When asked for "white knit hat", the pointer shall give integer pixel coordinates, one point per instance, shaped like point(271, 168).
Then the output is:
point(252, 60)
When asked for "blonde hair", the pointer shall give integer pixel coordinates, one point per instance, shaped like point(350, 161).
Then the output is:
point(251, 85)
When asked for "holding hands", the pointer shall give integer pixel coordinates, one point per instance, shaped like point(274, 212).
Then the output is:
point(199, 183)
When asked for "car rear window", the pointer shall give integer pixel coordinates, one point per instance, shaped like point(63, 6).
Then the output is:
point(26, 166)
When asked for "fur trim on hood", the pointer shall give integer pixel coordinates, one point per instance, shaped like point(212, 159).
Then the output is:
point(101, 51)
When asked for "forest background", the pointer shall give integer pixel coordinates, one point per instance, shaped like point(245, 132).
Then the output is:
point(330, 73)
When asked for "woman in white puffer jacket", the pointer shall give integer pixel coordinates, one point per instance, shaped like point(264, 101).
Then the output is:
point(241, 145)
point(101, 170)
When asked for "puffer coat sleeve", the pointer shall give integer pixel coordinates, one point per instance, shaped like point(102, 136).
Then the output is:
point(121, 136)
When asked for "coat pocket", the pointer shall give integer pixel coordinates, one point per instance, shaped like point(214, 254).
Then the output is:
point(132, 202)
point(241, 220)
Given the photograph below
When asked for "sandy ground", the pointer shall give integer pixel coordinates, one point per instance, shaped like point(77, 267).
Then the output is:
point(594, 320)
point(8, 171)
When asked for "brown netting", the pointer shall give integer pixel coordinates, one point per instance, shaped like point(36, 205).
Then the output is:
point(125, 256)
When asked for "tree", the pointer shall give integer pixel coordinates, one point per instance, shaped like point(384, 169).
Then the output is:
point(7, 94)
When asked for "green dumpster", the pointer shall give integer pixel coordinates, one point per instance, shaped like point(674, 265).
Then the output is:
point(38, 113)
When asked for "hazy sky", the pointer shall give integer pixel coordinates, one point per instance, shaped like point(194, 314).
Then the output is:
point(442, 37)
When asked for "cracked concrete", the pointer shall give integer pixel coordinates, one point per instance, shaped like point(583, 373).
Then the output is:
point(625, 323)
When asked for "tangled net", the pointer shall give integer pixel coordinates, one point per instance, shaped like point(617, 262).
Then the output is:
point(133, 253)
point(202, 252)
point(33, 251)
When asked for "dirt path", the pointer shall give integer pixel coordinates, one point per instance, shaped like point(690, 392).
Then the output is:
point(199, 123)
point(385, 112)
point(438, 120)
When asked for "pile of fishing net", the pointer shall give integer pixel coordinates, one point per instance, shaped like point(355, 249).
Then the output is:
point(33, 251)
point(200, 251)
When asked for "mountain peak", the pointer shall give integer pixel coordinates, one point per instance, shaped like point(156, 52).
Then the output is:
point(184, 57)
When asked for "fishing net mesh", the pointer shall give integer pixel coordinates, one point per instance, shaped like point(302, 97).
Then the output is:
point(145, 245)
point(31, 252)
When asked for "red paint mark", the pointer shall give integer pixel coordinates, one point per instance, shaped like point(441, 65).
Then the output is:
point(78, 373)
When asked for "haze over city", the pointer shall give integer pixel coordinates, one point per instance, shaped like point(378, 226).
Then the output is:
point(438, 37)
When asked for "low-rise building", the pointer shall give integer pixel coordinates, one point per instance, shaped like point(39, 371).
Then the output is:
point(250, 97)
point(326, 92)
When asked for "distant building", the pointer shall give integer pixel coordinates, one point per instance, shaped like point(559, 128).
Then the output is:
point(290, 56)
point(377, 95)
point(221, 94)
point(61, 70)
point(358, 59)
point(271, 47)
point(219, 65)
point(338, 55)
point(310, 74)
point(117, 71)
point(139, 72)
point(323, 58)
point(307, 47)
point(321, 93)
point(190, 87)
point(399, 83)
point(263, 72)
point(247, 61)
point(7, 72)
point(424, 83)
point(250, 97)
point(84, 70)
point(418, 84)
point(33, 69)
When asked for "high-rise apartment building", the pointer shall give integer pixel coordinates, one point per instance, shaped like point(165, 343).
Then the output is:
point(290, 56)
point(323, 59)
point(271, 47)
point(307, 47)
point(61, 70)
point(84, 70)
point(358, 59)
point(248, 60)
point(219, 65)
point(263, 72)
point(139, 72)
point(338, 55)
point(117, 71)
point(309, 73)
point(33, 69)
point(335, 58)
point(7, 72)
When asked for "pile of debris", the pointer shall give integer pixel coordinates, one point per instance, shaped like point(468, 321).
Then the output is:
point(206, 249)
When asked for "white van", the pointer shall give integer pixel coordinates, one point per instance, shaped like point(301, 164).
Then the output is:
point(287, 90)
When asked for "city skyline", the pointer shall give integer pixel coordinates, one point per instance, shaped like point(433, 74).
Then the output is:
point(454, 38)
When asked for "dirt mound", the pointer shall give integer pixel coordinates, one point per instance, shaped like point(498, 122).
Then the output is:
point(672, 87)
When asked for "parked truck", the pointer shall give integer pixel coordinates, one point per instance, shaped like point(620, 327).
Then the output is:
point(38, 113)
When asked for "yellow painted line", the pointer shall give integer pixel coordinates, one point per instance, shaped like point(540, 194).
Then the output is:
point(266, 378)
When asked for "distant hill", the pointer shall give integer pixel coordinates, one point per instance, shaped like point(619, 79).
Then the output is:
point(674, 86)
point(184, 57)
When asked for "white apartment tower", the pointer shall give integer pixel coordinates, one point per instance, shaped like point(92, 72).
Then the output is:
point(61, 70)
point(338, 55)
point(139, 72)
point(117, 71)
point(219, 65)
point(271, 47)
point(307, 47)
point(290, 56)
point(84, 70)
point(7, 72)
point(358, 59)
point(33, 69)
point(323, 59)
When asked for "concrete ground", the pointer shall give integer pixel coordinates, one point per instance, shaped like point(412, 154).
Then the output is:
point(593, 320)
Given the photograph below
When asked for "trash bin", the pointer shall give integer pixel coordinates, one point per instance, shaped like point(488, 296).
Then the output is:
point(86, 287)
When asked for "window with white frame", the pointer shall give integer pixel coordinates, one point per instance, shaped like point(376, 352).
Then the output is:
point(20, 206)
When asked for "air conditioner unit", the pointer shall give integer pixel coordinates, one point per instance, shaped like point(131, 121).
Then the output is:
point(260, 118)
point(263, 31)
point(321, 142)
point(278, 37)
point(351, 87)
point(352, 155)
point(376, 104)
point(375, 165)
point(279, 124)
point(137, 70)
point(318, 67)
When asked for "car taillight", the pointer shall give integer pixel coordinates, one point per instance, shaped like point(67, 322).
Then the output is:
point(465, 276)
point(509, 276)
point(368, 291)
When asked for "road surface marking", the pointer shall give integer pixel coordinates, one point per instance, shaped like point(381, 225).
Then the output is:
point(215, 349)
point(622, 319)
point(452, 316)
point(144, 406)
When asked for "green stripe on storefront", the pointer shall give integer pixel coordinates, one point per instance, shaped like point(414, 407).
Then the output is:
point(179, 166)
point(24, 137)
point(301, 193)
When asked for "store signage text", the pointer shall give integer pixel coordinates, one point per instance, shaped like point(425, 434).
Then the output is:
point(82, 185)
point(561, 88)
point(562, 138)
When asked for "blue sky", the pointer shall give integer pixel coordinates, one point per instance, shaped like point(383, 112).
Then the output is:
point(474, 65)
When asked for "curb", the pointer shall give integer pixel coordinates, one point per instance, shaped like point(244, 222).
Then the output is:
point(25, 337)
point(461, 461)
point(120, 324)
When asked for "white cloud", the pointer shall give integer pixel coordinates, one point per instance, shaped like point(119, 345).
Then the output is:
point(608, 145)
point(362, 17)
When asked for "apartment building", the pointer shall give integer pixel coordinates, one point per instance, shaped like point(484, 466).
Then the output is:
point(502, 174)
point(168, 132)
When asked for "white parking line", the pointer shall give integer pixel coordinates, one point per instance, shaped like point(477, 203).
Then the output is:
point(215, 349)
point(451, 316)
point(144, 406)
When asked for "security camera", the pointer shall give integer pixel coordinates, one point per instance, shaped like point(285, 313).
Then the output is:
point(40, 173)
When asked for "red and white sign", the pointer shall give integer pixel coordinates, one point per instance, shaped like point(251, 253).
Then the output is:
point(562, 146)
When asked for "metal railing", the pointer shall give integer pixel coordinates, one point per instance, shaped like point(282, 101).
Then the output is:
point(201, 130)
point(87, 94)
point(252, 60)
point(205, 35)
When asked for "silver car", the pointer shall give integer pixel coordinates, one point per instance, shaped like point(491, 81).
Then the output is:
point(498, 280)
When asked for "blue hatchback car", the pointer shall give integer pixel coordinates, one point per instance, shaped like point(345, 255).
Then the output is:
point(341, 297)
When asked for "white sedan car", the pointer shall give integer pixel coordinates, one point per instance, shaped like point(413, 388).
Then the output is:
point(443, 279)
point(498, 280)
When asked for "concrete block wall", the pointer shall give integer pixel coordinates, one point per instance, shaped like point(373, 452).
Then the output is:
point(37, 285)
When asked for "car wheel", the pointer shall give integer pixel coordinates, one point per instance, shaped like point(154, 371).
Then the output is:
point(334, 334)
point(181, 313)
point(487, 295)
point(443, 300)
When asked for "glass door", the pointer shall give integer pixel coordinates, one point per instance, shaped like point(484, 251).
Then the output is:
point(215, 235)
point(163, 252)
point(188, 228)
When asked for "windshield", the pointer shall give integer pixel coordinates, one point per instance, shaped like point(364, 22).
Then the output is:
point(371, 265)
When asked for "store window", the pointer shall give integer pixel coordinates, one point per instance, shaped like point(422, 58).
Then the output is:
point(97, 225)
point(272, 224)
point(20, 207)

⁂

CHALLENGE
Repeat word for word the lines of the data above, from the line with "like point(264, 101)." to the line with "point(121, 136)", both included.

OUTPUT FOR THIS EXERCISE
When asked for "woman in white puffer jacket", the pointer shall give integer pixel coordinates, one point per instance, shaped like point(264, 101).
Then the output is:
point(241, 145)
point(101, 170)
When asked for "puffer coat sleeve", the pointer shall give integer pixel coordinates, one point per instance, shaped like point(102, 136).
Then the output is:
point(121, 136)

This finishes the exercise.